> _Directive_:
Please pull out each line from the rows below that contains the string "blue". Only exact-case matches count.

----------

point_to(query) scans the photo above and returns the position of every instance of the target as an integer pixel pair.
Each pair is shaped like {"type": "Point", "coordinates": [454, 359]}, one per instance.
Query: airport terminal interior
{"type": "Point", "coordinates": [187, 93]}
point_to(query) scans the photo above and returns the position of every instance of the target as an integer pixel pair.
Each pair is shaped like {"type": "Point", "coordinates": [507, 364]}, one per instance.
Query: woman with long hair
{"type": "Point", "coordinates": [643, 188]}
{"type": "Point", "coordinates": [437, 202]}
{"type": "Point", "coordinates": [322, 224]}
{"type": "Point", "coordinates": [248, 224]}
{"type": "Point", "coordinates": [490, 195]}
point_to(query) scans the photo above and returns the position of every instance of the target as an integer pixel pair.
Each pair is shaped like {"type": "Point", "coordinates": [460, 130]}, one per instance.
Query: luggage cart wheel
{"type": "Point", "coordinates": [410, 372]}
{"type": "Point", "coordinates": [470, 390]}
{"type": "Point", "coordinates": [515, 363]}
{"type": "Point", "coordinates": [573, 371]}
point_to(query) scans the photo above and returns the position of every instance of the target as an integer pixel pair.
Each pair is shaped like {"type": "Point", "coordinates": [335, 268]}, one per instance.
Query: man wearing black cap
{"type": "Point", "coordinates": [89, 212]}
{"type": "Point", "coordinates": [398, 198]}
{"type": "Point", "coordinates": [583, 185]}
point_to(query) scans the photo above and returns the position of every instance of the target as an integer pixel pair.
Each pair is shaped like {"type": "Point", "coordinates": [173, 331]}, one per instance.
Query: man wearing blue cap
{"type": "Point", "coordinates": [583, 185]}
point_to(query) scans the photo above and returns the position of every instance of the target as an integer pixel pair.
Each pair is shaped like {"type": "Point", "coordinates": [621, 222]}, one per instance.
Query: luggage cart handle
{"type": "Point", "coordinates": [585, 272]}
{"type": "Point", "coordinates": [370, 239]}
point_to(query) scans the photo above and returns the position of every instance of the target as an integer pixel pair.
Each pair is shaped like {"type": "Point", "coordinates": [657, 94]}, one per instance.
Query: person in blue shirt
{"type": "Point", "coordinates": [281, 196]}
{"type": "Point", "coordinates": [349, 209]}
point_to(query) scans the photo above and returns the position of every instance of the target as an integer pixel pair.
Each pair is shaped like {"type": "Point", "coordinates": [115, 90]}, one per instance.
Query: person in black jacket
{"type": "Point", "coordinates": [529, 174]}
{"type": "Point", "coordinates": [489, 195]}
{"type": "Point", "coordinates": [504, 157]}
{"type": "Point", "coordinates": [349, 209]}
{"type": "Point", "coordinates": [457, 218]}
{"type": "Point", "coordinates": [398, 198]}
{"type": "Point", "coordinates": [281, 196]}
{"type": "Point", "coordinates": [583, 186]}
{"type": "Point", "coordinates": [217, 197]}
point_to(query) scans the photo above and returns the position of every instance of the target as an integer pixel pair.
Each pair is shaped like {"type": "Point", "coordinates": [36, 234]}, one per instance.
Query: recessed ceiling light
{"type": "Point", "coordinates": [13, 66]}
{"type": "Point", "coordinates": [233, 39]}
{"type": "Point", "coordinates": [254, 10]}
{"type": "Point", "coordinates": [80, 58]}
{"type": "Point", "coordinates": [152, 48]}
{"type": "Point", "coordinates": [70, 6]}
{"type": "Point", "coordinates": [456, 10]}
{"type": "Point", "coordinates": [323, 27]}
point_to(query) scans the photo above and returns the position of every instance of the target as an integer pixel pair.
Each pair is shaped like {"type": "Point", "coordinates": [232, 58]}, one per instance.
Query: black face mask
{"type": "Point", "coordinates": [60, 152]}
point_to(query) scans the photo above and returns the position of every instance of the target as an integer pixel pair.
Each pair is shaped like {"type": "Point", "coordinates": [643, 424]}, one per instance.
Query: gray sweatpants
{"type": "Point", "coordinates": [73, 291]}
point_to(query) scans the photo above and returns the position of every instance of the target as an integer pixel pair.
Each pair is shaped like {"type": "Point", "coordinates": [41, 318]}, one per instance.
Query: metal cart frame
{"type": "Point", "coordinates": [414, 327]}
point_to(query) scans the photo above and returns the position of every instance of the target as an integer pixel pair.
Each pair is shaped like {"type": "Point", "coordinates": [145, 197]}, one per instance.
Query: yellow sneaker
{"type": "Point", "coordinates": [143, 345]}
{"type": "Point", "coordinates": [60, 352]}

----------

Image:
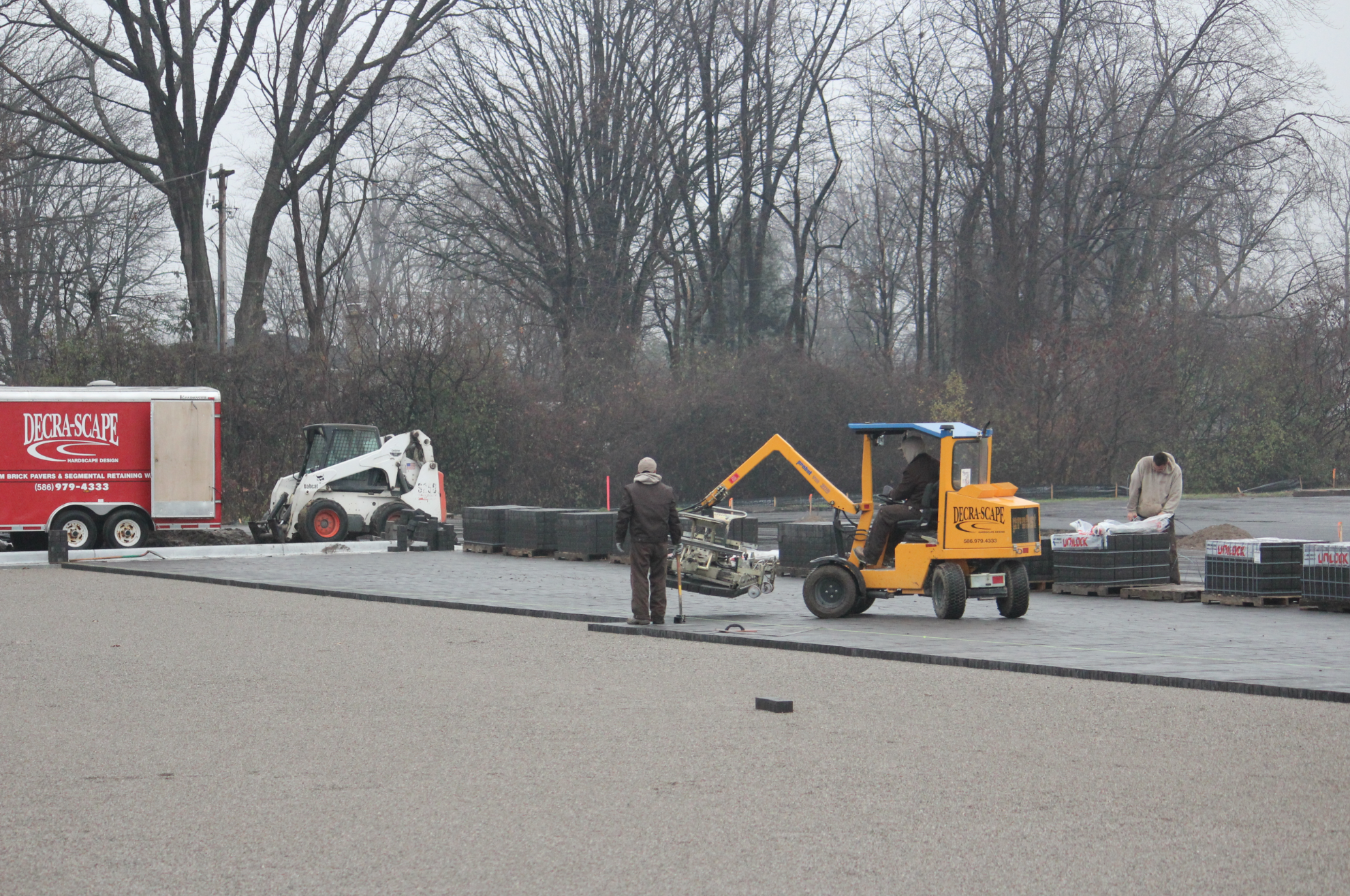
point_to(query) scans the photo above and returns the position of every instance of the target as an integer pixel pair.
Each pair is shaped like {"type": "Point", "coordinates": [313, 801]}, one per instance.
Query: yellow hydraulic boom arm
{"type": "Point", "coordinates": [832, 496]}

----------

> _Reply_:
Query: man wearing blue cap
Query: person in blue shirt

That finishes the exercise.